[SOURCE MATERIAL]
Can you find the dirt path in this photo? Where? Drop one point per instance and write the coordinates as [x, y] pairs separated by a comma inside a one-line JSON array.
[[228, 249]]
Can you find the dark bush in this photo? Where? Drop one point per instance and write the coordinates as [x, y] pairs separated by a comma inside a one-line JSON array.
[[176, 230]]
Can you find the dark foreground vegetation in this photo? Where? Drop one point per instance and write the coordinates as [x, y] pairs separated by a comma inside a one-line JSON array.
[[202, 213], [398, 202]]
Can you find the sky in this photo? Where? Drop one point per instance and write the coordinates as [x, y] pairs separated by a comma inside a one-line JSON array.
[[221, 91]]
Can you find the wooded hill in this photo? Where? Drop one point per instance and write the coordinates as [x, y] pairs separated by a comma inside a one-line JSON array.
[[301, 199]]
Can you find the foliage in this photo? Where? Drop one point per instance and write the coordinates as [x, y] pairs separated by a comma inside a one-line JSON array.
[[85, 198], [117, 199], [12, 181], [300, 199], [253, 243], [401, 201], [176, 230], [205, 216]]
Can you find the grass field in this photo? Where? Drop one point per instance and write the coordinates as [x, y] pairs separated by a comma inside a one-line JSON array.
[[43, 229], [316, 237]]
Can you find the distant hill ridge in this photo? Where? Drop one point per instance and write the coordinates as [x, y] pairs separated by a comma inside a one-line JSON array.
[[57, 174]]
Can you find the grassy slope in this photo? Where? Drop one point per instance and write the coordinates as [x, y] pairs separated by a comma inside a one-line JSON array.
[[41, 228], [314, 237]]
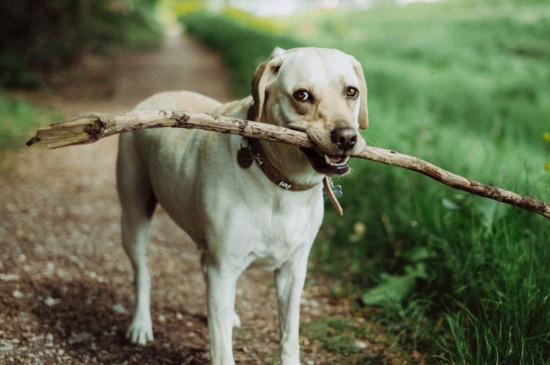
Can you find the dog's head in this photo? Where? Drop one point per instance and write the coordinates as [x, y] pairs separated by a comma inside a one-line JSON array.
[[319, 91]]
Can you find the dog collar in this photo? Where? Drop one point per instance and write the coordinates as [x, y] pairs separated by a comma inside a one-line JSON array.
[[253, 151]]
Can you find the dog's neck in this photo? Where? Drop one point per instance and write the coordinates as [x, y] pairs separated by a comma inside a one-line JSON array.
[[272, 172]]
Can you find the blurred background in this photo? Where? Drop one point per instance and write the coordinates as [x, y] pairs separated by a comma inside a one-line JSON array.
[[463, 84]]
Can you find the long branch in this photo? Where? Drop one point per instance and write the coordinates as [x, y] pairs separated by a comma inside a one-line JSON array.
[[92, 127]]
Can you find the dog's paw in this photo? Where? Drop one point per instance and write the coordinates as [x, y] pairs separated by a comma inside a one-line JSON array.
[[236, 320], [140, 332]]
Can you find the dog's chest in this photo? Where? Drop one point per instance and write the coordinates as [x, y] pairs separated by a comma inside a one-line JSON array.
[[275, 236]]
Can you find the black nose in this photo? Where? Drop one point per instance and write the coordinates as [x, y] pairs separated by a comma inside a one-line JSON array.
[[344, 138]]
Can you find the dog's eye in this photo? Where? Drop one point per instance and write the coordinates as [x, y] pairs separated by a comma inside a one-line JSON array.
[[303, 95], [352, 92]]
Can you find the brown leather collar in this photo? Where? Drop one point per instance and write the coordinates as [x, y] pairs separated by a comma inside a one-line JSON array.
[[271, 171], [279, 179]]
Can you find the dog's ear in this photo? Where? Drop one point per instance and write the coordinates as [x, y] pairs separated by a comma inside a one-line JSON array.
[[265, 72], [363, 109]]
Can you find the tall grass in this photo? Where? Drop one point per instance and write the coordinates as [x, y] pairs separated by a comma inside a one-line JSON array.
[[462, 84]]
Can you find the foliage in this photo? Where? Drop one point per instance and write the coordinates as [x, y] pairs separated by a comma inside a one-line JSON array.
[[18, 120], [463, 84], [41, 37]]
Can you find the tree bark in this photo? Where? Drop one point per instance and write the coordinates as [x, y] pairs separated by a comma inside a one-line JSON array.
[[92, 127]]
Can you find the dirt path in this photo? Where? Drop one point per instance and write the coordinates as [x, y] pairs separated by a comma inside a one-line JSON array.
[[65, 283]]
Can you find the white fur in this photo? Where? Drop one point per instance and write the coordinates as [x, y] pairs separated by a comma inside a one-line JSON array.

[WORK TO COMPLETE]
Reproduce all of the records above verbatim, leaving the pictures out.

[TASK SOLUTION]
Can you find the dirt path in this photo? Where? Drop one point per instance and write the coordinates as [x, y] pairs separated by a comma inside a one-line JSON array.
[[228, 249]]
Can you find the dark bush in this photo? Where? Drop one point per instance and write the coordinates as [x, y] pairs separated by a comma inside a one-line JSON array.
[[176, 230]]
Can you find the dark foreground vegetation in this photo? Where? Drop one point per instance and write the coordinates as [x, y] pairs separated by a comma inside a one-line JSON array.
[[202, 213], [398, 202]]
Can you find the sky in this photo? Where? Drop one point per instance and write the coordinates as [x, y] pairs separated by a comma inside a one-line JSON array.
[[221, 91]]
Can you find the wooded hill in this photo? Where? Drop one point per instance and write the coordinates as [x, y] pairs separated by a comma inside a one-line JSON array.
[[301, 199]]
Can you find the foliage in this photo? Where? Drop one point per instance and write the coordinates as [x, y] pairs separated by a comma inside a one-line JSON array.
[[85, 198], [117, 199], [12, 181], [300, 199], [253, 243], [401, 201], [176, 230], [205, 216]]
Can you find the grass field in this photo? Where? Drop one point per instance and write the coordinates as [x, y] pairs separated by a comma inside a one-line JSON array.
[[43, 229], [316, 237]]
Can you find the distant hill ridge in this photo? Where? Drop one point per instance and write the coordinates as [x, y] pairs separated by a comma inside a one-line JSON array.
[[57, 174]]
Can you find the grassy slope in this photo? Where? Drop one point per instance and write the coordinates as [x, y] pairs separated by a comma inside a one-line JSON array.
[[41, 228], [314, 237]]
Can you find the dog's head in this photo? Where? Drop one point per instance and write the coordinates as [x, y] pairs separated by a comma inside a one-line JSON array.
[[319, 91]]
Can you find the dog collar in this photo? Where? Drop one point per instance and write the coordinates as [x, y] pairs separated by a comma inside a one-line JSON array.
[[253, 151]]
Can you find the dog's neck in this photo? Where? Drop one point per instance and write the coordinates as [x, y] pairs separated by a comma inside a one-line JSON array.
[[272, 172]]
Can you find the blurred background in this photo? Where? Drop one point per instance and write the coordinates as [x, y] pairs separated by a comma inside a one-line JSON array.
[[463, 84]]
Can you find the long branch in this photo? Where? Drop one point per instance and write the coordinates as [x, y] pairs separated by a comma inside a one-line JSON array.
[[92, 127]]
Can you find the dog's paw in this photo? Where? Drop one point per instance and write the coordinates as [x, y] pairs separated by a comma inside a one-line JSON array.
[[236, 320], [140, 332]]
Can you find the dog's chest in this photo? Where? Drop one point per instance and write the coordinates as [x, y] pairs separated by a comma inside a one-line JSON array.
[[275, 236]]
Can you find the black nose in this photo? Where? Drop one point per instance and write the coordinates as [x, y] pairs separated by a comma inside a one-line JSON array.
[[344, 138]]
Can you find the dog's eye in this photo? Where? Drop one point per instance and write the coordinates as [x, y] pairs separated by a comma inside a one-line JSON array.
[[303, 95], [352, 92]]
Can you find the brown leather collar in this photo? Where? Drop one point per instance and write the coordinates as [x, y] pairs separated by a comma inside a one-line JSON array.
[[271, 171], [279, 179]]
Can you find the dog's ear in this photo? Where? Drop one point per instance and write the coordinates as [x, y] pairs separated by a comma inside a one-line JSON array.
[[265, 72], [363, 109]]
Can you find the tall grass in this photo? Where? Drop one point per instance and write the coordinates as [x, y] pairs separated by a comma inside a one-line JSON array.
[[462, 84]]
Can you find the foliage in this photo? Where? Drop one point per instance and write the coordinates as [x, y] pairs separated by a comma inside a one-line JSON array.
[[18, 120], [463, 84], [41, 37]]
Can you find the tree bark in this photo? Where? Drop one point per instance and write the coordinates as [x, y] pairs separated by a comma inside a one-line JSON array.
[[92, 127]]
Can you find the dirt path in this photo? Where? Drop one point per instance and write the coordinates as [x, y] pairs separated by a comma inside a one-line JSON array.
[[65, 283]]
Can you find the white fur in this photo? Where? Drop one point per instance and write the coordinates as [x, y] pairs separated by a comma inside a one-line JSON array.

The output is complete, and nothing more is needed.